**Stated task A**
Write out the stretch of the post about the book Freaks from "so tight that" through "say a word.", switching "teeth" to "gums".
**Stated task B**
Pick up the post about the book Freaks after its last line and keep writing it.

**Text excerpt**
--- --- ---

Calling all Freaks!

While I was away, a book I have been waiting eagerly to read was published; Freaks!

‘Dedicated ‘To all who, if only for a moment, felt that they didn’t belong’, FREAKS by Caroline Smailes & Nik Perring, illustrated by Darren Craske, is a unique collection of short stories with comic book style illustrations. Darkly humorous these stories explore the more disturbing consequences of ordinary, flawed human beings obtaining superpowers. A bizarre collection of short stories, each featuring a character with an unusual superpower.’

If that weren’t enough to get you picking up a copy, Andrew Kaufman, the author of books as wonderful as The Tiny Wife and All My Friends Are Superheroes, said this about Freaks:

‘Read it and be amazed! Before you finish you’ll already be thinking of who to buy it for. It’s a circus sideshow made of words: dare to enter and become astonished to discover yourself on stage, in the starring role. I guarantee that by the time you finish reading this book you’re not only recognize your inner freak, but you’ll have learned to love it.’

If you require further convincing here’s one of the stories from book, complete with illustration:

SUPER POWER:

The ability to make

oneself unseen to

the naked eye

*

Invisible 

[Super Power: The ability to make oneself unseen to the naked eye]

If I stay totally still,

if I stand right tall,

with me back against the school wall,

close to the science room’s window,

with me feet together,

pointing straight,

aiming forward,

if I make me hands into tight fists,

make me arms dead straight,

 if I push me arms into me sides,

if I squeeze me thighs,

stop me wee,

if me belly doesn’t shake,

if me boobs don’t wobble,

if I close me eyes tight,

so tight that it makes me whole face scrunch,

if I push me lips into me mouth,

if I make me teeth bite me lips together,

if I hardly breathe,

if I don’t say a word.

--- --- ---

**Data shown**
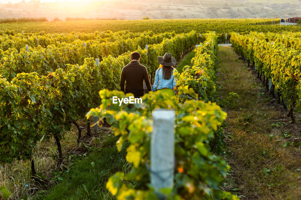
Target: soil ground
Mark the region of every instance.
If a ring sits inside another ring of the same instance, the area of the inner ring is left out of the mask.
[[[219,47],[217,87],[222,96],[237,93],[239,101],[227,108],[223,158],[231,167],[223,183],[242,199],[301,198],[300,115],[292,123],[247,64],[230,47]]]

--- --- ---

**Answer A**
so tight that it makes me whole face scrunch,

if I push me lips into me mouth,

if I make me gums bite me lips together,

if I hardly breathe,

if I don’t say a word.

**Answer B**
Then,

I’ll magic meself invisible,

and them lasses will leave me alone.

Enjoy that as much as I did? Then seek out a copy of your very own over on Amazon in either print edition or ebook.

Newman and Perring in The Collection Giveaway Adventure

May is Short Story Month. To celebrate, I’ve decided to take part in The Collection Giveaway Project being run by Fiction Writers Review. The basic idea is that I

(1) Post an entry on your blog recommending a recently published short story collection (or two, or three).

(2) Offer a copy of the book (or each book) as a giveaway to one lucky person who comments on your blog.

(3) Announce the winner(s) on May 31, 2011, and arrange to send out copies of any books you are giving away.

I am pleased to be able to offer two books, both of which I have enjoyed over the last twelve months. Read the reviews below, then leave a comment telling me which book you would like to receive and why. The winners will be plucked from my Gears of War beanie by my ever helpful four year old. And no, you can’t ask for both books, greedy guts.

From Dark Places by E.J. Newman

Emma Newman’s debut short fiction collection is, as the title suggests, a dark and often chilling set of stories, told in a wide variety of genres, styles and voices. There are epistolic stories, third person flights of dark fantasy, first person descents into dark minds. Indeed, judging by this debut, Newman is able to turn her hand to most types of fiction.

While darkness does pervade this generous helping of twenty-five tales there are also slices of tenderness and humour, this lighter side throwing the darkness into further, starker contrast. In fact Newman’s world seems to be one of contrasts. She is as at home writing about the mundane realities of rejected lovers, abandoned orphans and unfaithful spouses as she is is tales of demons, angels and even gods. It is her deftness with language that allows her to take in such disparate subjects while still imbuing the collection with a sense of unity.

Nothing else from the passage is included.